*** Entries supplied ***

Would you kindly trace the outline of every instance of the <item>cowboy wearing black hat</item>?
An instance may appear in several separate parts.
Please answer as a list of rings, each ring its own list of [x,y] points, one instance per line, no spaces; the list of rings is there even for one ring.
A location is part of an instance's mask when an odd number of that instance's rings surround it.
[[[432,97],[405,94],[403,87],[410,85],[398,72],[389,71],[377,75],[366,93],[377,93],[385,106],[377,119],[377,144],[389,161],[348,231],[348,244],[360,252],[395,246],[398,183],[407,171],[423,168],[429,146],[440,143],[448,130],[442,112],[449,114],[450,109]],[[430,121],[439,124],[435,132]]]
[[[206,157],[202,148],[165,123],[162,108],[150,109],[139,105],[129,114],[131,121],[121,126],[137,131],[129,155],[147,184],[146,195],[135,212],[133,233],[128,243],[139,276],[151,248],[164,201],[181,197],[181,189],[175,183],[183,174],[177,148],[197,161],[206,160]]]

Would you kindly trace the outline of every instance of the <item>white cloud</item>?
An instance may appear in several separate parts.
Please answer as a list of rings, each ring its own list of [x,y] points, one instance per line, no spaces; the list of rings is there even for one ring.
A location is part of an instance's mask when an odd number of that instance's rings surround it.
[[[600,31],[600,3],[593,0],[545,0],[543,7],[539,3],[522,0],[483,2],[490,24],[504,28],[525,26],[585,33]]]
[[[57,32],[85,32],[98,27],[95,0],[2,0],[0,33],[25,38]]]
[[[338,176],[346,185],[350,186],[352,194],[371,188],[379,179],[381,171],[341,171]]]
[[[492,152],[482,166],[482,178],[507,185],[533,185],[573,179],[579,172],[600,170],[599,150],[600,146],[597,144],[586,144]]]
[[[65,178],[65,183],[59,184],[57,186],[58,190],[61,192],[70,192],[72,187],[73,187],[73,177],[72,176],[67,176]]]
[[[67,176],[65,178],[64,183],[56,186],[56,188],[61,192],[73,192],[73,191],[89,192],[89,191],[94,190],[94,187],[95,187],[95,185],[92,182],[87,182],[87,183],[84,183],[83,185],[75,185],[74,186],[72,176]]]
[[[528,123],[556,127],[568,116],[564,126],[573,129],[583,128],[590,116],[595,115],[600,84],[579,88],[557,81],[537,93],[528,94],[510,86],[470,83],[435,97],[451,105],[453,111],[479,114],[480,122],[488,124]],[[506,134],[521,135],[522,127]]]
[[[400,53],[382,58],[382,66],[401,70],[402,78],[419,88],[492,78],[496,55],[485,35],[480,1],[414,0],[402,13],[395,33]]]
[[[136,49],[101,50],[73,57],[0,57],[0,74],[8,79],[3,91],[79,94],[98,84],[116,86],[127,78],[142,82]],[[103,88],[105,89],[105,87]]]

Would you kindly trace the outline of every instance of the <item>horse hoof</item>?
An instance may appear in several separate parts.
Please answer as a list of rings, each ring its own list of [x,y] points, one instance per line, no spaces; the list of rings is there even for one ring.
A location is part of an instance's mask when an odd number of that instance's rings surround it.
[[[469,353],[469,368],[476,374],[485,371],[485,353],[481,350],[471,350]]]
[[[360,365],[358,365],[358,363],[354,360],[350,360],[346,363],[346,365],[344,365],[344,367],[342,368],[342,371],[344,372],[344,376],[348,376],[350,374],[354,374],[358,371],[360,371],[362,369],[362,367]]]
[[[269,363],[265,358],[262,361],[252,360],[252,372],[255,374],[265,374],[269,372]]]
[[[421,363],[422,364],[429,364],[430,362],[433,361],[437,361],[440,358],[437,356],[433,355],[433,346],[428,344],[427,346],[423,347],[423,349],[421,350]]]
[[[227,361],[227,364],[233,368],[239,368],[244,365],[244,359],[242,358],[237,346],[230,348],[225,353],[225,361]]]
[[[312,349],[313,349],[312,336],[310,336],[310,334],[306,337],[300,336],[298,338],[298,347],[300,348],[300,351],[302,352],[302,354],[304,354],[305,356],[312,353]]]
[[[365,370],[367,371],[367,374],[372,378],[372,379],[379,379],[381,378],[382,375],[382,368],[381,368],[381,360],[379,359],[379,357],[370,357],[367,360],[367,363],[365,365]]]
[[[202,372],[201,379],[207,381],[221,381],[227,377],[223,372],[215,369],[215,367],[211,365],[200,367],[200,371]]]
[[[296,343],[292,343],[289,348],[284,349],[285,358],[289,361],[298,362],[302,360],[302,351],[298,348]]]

***

Task brief ::
Find how many lines in the data above include the string "kindly", and give that number alone.

Output for this task ::
3